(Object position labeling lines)
__________________________________________________

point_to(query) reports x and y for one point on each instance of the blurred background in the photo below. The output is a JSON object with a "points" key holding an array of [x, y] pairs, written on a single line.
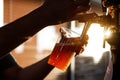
{"points": [[91, 65]]}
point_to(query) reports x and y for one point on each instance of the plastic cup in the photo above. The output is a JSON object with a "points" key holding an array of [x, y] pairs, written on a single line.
{"points": [[61, 56]]}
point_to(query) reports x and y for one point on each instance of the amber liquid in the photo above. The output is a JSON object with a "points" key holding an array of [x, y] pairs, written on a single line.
{"points": [[61, 56]]}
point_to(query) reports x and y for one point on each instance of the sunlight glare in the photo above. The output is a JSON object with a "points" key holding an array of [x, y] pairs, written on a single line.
{"points": [[95, 42]]}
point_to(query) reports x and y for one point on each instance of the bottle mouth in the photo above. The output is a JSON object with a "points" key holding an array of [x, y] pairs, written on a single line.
{"points": [[96, 7]]}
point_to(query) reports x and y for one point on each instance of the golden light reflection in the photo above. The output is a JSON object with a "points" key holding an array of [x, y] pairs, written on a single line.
{"points": [[95, 43]]}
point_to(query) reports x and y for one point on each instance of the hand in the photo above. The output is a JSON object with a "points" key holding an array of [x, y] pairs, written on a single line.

__________________________________________________

-- Required task --
Copy every one of the lines above word for word, leaving out the pictures.

-- Answer for this exercise --
point_to(query) reports x and y for one point on each instance of the blurred background in the photo below. The output is a JSON object with a "points" key holding an array of [x, y] pairs, written on a single line.
{"points": [[91, 65]]}
point_to(query) reports x and y for one point on each instance of the plastic cup in the photo above. The output is a JSON object with a "points" key holding an array of [x, y] pairs, written on a single line.
{"points": [[61, 56]]}
point_to(query) reports x and y for one point on each instance of the amber liquid in the photo above. The output is a JSON object with a "points" key holding an array of [x, y] pairs, written on a single line.
{"points": [[61, 56]]}
point_to(query) reports x and y for one point on each instance of the sunlight glare in the photo above. The output is a JSON object with a "points" key holding an array of [x, y] pairs, written on a single line.
{"points": [[95, 42]]}
point_to(query) reports x and y for one point on each instance of the bottle mouth in the photo above. The output is a JSON object with a "points" key holding an array of [x, y] pairs, written on a single line.
{"points": [[96, 7]]}
point_to(query) reports x and y for one point on each instance of the golden light reflection in the photo above. The output is a JSON object with a "points" key holding an array of [x, y] pairs, written on a single line.
{"points": [[95, 43]]}
point_to(query) reports x and y for one point on each instance of the hand in the photo above. The output is a JSON object with a "points" key holding an array of [x, y] pairs, written on a single line.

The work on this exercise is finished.